Task to carry out :: Verbatim output of all the material below is required.

Supplied information ::
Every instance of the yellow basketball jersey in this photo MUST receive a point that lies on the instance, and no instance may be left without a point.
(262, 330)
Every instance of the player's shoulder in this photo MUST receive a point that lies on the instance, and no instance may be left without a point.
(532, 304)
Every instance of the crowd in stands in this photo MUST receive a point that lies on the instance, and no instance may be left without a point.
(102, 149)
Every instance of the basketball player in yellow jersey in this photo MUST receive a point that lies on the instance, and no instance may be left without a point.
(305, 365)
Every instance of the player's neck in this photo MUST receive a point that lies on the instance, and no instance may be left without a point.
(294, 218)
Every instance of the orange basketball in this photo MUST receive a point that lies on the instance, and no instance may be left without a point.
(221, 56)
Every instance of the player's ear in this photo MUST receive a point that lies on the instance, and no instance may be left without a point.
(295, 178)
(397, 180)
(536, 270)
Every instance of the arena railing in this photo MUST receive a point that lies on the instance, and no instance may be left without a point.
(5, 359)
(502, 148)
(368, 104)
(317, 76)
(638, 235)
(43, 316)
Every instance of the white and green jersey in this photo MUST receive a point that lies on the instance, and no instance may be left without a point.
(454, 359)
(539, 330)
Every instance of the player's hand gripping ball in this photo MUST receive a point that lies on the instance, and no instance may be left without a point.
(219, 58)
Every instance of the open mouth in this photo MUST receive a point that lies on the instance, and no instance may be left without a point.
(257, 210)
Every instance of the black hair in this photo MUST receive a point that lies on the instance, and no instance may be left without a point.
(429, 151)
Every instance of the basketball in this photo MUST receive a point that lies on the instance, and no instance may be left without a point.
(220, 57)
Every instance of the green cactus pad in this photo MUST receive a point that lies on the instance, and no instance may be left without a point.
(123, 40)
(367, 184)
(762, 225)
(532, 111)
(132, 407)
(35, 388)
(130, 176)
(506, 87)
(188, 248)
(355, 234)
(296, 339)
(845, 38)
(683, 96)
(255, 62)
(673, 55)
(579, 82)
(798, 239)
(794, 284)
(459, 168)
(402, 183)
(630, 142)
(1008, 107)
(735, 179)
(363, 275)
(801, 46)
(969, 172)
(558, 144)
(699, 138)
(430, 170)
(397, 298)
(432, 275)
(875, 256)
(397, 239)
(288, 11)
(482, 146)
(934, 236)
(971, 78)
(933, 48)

Solved exercise ::
Every instance of the yellow basketball jersey in this photo MUST receive a point that lies on the instance, and no instance may be left without a point.
(262, 330)
Every instance of the player's shoulder in this photo MUST receive a point that lies on the instance, and no instance may be left without a point.
(532, 304)
Every instance of the crowd in stands in this photo MUST receive a point that lies on the instance, and no instance may be left without a point.
(102, 149)
Every instance of the basketball player in yellow jersey in this photo MUST receive a point that lies on the instance, and no instance may be left without a point.
(305, 365)
Every instance of the player's neck in this photo MUST receive a point that lies on the instance, and no instance may be left without a point.
(294, 218)
Every instance of the orange basketball in this photo MUST receive a point that lies on the instance, and no instance may be left without a point.
(221, 56)
Every instance of the player's ear in this photo MUST receive a point that lies on the instance, and no instance may be left without a point.
(295, 178)
(397, 180)
(536, 270)
Every instance of the arena railing in this photo MUST receive a point that lies on the instance, and no instance may be left without a point.
(5, 359)
(502, 148)
(368, 104)
(317, 76)
(638, 235)
(43, 316)
Every instance of the white and green jersey in this photo MUST receive a point that lies on the instance, and no instance may be left without a point.
(454, 359)
(539, 330)
Every instance of the player's hand gripping ball in this photo MUST receive a point that lies on the instance, and no instance may be left without a point.
(219, 58)
Every instance of the open mouth in this photo MUST receive a point that lies on the instance, and no instance may be left without a point.
(257, 210)
Every instance of the black hair in this photo MUST receive a point that lies on the instance, and no instance may be left without a point.
(429, 151)
Every instance of the basketball in this photo MUST receive a point that lies on the instance, and no instance may be left without a point.
(220, 57)
Every instance of the green cactus pad in this photo MUST receive a point that lies on the instance, and no instance may be left without a point.
(123, 40)
(367, 184)
(762, 225)
(532, 111)
(132, 407)
(35, 388)
(130, 176)
(506, 87)
(188, 248)
(355, 234)
(296, 339)
(845, 38)
(683, 96)
(255, 62)
(673, 55)
(579, 82)
(798, 239)
(794, 284)
(459, 168)
(402, 183)
(630, 142)
(1008, 107)
(735, 179)
(363, 275)
(801, 46)
(969, 172)
(558, 144)
(699, 138)
(430, 170)
(397, 298)
(432, 275)
(875, 256)
(397, 239)
(288, 11)
(482, 146)
(934, 236)
(971, 78)
(933, 48)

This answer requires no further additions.